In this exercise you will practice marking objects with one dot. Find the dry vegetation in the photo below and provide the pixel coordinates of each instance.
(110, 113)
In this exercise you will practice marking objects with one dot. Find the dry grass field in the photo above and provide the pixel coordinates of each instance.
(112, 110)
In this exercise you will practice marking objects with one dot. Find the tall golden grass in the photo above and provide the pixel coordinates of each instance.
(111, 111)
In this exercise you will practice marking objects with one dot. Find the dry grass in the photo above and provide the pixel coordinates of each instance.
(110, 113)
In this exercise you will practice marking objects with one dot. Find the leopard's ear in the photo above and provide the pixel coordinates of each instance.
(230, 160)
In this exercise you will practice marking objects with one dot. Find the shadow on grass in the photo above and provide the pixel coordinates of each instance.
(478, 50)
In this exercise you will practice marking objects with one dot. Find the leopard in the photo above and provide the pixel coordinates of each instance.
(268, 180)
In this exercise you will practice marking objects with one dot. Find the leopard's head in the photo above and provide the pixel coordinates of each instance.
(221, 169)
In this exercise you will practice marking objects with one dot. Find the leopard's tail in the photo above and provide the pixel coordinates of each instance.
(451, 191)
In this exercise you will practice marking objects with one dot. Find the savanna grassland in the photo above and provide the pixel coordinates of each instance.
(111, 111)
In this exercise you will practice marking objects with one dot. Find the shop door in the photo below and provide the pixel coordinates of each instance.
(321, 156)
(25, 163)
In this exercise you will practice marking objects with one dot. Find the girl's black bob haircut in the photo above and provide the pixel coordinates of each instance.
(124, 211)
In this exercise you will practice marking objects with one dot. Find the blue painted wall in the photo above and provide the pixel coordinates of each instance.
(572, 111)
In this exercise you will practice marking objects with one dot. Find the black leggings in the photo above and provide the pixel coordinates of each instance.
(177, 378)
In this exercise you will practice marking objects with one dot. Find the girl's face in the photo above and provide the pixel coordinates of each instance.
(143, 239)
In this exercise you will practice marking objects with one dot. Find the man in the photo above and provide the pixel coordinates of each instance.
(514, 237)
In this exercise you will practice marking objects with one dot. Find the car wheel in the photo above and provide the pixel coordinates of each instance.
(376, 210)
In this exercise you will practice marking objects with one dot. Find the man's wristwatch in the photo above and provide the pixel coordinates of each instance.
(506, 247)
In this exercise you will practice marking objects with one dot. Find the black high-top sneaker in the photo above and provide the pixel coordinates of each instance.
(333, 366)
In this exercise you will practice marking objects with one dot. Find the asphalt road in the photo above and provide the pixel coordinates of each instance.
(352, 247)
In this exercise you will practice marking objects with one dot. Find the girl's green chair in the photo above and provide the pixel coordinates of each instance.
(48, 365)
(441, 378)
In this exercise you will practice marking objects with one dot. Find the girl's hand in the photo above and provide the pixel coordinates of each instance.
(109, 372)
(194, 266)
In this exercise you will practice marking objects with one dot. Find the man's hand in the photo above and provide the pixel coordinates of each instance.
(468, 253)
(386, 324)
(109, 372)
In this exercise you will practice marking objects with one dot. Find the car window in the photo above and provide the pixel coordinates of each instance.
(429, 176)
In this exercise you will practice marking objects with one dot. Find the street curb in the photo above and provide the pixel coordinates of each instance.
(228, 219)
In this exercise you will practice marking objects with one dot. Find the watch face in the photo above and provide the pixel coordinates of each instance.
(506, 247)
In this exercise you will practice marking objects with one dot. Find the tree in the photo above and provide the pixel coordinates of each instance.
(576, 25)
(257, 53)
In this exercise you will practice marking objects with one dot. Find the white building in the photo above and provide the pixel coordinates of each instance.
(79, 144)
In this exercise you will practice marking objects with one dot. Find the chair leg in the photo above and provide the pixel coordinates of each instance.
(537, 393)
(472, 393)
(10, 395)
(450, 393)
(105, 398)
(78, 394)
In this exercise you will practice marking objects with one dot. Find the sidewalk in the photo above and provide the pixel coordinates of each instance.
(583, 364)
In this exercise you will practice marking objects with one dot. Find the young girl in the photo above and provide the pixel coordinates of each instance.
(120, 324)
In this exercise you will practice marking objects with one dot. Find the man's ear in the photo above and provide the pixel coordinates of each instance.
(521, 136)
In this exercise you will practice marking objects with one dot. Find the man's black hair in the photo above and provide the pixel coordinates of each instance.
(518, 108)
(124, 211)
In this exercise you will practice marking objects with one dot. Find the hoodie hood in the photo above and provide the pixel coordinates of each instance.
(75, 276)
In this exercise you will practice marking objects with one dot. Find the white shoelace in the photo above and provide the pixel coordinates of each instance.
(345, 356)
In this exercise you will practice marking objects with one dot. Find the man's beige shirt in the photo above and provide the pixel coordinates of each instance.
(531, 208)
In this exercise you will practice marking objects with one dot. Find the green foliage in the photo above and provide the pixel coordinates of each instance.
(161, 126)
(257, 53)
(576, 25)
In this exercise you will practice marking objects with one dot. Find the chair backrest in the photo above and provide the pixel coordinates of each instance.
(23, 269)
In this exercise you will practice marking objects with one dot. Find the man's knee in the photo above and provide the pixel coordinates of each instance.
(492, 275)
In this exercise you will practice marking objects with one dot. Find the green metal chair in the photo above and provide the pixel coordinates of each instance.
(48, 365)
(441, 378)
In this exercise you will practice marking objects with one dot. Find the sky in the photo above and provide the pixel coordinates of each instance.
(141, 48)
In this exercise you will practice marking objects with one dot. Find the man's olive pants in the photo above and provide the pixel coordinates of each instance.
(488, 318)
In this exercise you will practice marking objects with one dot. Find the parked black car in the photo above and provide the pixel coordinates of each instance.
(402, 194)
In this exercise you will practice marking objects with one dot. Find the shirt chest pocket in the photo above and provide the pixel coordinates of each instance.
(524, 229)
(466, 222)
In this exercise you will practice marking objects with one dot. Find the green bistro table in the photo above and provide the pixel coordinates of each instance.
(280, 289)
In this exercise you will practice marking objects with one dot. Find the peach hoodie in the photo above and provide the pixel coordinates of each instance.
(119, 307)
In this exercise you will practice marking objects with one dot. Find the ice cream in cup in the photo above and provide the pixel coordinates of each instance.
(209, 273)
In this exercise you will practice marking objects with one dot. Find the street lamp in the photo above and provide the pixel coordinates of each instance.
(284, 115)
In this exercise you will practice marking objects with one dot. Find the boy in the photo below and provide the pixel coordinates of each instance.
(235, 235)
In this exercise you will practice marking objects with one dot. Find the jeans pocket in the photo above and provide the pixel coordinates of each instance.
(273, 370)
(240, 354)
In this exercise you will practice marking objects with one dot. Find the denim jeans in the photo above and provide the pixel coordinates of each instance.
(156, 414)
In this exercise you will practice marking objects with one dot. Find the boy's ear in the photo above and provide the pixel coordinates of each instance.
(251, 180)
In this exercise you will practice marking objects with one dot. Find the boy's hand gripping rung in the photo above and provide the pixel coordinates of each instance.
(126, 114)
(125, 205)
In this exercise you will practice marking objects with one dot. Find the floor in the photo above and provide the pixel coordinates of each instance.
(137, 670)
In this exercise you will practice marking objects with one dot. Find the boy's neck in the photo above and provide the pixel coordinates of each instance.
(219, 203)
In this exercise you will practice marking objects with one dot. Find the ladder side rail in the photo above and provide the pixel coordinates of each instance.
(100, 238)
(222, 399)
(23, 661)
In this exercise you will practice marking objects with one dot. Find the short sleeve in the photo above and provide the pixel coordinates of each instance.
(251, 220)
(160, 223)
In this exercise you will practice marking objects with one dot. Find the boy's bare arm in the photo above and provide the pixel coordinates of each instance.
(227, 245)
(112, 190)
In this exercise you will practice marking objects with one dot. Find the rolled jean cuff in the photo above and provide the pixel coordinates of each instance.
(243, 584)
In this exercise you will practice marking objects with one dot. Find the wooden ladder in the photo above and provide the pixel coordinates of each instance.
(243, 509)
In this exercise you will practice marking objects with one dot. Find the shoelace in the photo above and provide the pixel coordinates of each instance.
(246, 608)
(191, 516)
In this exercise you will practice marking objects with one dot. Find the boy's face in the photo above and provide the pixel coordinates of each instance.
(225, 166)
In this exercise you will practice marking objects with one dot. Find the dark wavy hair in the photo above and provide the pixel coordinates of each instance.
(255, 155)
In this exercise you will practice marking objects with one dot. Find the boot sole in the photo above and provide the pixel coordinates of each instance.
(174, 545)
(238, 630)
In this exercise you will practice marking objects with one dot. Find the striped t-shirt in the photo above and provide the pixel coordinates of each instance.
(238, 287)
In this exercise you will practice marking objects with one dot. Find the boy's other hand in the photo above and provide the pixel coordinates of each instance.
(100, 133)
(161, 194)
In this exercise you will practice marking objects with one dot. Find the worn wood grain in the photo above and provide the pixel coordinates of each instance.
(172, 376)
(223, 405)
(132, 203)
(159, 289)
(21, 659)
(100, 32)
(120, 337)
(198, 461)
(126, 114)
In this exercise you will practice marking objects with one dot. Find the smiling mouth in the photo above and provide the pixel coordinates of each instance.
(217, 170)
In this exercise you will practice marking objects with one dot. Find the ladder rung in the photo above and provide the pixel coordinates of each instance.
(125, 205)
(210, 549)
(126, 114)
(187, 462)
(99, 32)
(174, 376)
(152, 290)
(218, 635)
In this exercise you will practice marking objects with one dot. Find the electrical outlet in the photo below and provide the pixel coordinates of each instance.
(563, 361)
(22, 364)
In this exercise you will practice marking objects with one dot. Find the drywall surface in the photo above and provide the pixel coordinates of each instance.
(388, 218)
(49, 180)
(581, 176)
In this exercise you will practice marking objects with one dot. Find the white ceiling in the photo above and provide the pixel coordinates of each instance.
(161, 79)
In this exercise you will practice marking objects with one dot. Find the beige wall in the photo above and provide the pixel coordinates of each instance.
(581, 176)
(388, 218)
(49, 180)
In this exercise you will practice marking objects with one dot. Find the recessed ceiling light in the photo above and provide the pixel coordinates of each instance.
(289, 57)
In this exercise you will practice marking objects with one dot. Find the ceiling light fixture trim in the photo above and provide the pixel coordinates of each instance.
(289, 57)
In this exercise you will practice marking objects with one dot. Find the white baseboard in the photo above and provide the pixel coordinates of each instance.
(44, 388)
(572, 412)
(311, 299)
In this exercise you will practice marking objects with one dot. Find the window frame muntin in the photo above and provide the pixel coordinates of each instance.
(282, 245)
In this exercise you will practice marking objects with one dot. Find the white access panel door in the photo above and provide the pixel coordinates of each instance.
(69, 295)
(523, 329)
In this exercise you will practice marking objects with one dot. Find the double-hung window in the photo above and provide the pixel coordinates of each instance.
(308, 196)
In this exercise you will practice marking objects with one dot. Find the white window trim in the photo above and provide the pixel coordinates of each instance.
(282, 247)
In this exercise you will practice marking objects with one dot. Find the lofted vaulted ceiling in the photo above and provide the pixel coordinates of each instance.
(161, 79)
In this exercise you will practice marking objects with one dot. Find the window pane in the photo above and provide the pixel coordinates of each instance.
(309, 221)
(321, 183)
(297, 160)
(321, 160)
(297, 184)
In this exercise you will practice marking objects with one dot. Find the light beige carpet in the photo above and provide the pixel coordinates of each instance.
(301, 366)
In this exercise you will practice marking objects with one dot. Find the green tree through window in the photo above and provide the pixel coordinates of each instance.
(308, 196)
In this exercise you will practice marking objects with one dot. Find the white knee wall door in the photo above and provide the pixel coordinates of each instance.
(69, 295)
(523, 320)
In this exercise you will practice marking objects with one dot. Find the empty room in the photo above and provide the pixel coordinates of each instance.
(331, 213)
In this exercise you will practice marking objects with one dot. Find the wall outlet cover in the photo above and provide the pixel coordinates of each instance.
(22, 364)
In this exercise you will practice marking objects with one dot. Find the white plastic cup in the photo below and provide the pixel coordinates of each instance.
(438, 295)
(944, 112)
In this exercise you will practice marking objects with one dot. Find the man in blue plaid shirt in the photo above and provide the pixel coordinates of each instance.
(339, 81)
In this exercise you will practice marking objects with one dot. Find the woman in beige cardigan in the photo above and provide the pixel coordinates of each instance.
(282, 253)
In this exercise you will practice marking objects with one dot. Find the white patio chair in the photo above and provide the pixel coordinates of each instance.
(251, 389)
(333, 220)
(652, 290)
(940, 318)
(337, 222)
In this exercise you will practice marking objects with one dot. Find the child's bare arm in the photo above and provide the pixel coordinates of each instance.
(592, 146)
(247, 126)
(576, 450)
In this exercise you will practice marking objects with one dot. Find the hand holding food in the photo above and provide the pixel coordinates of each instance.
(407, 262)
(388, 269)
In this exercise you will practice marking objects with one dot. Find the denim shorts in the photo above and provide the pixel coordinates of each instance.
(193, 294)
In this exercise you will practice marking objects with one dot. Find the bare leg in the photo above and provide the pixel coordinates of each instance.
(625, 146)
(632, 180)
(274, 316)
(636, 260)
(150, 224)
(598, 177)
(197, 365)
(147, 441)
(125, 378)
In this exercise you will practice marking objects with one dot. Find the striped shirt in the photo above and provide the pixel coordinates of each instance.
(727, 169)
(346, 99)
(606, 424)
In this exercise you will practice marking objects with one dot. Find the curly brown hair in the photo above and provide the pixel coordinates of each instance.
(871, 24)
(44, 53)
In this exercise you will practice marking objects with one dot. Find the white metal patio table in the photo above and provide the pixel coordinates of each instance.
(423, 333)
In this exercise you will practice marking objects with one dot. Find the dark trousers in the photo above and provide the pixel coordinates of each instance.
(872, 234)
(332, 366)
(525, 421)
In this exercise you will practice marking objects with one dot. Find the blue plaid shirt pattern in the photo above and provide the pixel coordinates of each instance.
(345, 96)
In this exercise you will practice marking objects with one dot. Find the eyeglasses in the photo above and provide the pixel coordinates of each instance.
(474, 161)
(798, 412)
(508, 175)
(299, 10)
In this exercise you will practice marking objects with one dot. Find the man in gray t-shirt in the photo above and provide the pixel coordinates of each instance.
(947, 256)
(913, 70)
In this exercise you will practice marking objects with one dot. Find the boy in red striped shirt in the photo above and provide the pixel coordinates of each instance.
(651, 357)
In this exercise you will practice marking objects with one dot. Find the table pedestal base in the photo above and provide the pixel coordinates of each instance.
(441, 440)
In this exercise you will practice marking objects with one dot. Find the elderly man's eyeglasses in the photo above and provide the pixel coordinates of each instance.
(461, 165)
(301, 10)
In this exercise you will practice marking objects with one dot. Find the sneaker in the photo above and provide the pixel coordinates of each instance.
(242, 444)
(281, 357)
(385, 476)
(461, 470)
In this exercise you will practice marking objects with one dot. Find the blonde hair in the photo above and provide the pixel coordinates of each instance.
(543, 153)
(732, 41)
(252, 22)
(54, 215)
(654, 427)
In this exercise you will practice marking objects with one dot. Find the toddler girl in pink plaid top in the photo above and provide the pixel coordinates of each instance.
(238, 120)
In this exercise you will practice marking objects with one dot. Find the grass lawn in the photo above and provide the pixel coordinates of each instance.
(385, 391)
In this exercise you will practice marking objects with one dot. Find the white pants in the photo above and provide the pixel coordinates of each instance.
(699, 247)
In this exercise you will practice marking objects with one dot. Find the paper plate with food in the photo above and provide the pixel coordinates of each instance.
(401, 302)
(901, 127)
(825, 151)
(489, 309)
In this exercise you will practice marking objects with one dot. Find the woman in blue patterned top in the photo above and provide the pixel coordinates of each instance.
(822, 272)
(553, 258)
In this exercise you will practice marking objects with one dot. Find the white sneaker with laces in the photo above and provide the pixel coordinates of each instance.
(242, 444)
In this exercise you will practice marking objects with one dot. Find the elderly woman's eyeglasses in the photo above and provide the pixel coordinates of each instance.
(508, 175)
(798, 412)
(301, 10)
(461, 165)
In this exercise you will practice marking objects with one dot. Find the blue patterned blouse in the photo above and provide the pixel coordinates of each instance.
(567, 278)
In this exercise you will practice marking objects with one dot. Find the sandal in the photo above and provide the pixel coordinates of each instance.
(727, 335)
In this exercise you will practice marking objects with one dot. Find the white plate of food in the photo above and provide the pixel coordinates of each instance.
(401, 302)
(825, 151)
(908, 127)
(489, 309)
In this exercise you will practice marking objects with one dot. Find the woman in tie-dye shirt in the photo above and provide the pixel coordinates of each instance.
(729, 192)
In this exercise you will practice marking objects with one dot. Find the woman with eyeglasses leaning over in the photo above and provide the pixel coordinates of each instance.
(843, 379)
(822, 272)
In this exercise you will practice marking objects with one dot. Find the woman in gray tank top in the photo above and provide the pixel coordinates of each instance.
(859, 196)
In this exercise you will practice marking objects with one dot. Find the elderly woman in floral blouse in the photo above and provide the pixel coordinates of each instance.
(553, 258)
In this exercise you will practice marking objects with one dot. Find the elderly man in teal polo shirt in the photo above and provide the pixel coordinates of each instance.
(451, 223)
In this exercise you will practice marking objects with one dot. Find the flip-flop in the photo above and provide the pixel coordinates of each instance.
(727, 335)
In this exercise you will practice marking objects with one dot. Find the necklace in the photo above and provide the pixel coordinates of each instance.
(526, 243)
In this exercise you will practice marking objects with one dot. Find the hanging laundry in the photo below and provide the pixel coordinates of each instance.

# # # # # # #

THE TASK: The line with "Find the necklace" and all the lines after it in the records above are to be output exactly, with nothing added.

EXERCISE ANSWER:
In this exercise you will practice marking objects with one dot. Find the necklace in the photo above and provide the pixel coordinates of each instance.
(526, 243)
In this exercise you will practice marking objects with one dot. Find the hanging laundry in the photo below and provide the pixel coordinates of each instance.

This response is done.